Rewrite the lines from the very first one through the line with "153 255 L 164", changing "metal pole" to "steel beam" and leaving everything else as it is.

— begin —

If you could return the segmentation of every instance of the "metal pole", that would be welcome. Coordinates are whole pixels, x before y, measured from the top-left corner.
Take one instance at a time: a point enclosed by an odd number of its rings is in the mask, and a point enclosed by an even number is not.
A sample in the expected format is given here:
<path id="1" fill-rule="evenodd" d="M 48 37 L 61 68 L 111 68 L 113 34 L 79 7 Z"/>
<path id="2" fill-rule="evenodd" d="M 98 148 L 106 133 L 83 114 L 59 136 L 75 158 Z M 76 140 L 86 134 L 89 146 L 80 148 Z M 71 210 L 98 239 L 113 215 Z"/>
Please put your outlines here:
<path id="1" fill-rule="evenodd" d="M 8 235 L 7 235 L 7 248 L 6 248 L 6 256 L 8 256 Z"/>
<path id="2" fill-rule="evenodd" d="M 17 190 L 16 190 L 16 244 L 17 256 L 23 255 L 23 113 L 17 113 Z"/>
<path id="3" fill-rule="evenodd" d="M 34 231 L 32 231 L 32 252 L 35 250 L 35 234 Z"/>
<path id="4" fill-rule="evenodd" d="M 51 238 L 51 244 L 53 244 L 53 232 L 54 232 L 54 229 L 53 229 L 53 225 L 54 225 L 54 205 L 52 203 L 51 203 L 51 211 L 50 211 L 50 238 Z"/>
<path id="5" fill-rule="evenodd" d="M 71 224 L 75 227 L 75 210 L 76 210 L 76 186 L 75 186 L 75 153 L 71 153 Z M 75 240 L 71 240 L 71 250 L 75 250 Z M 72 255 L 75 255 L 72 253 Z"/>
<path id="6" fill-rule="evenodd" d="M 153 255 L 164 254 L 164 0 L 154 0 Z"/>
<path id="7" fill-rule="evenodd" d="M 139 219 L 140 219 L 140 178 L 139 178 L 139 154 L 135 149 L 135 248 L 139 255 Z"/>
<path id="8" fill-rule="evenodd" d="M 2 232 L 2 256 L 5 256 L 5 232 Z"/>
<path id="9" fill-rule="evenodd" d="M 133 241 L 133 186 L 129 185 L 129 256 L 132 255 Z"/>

— end —

EXERCISE OUTPUT:
If you could return the segmentation of every instance of the "steel beam", that would be welcome. Coordinates are whole pixels, x before y, measured from the top-left corner.
Take one instance at a time: a point enclosed by an odd number of its rings is in the mask, and a point enclosed by an even number is not.
A sample in the expected format is given here:
<path id="1" fill-rule="evenodd" d="M 48 37 L 61 68 L 111 68 L 113 34 L 79 7 Z"/>
<path id="2" fill-rule="evenodd" d="M 98 148 L 106 133 L 83 114 L 59 136 L 75 158 Z M 76 140 L 86 134 L 89 146 L 80 148 Z M 71 210 L 98 239 L 113 215 Z"/>
Please put your outlines here:
<path id="1" fill-rule="evenodd" d="M 8 235 L 7 235 L 7 248 L 6 248 L 6 256 L 8 256 Z"/>
<path id="2" fill-rule="evenodd" d="M 17 190 L 16 190 L 16 244 L 17 256 L 23 255 L 23 113 L 17 113 Z"/>
<path id="3" fill-rule="evenodd" d="M 34 231 L 32 231 L 32 252 L 35 250 L 35 234 Z"/>
<path id="4" fill-rule="evenodd" d="M 51 238 L 51 244 L 53 244 L 53 232 L 54 232 L 54 229 L 53 229 L 53 225 L 54 225 L 54 205 L 52 203 L 51 203 L 51 211 L 50 211 L 50 238 Z"/>
<path id="5" fill-rule="evenodd" d="M 71 224 L 75 227 L 75 210 L 76 210 L 76 186 L 75 186 L 75 153 L 71 153 Z M 75 240 L 71 240 L 71 250 L 75 250 Z M 72 255 L 75 255 L 72 253 Z"/>
<path id="6" fill-rule="evenodd" d="M 153 255 L 164 254 L 164 0 L 154 0 Z"/>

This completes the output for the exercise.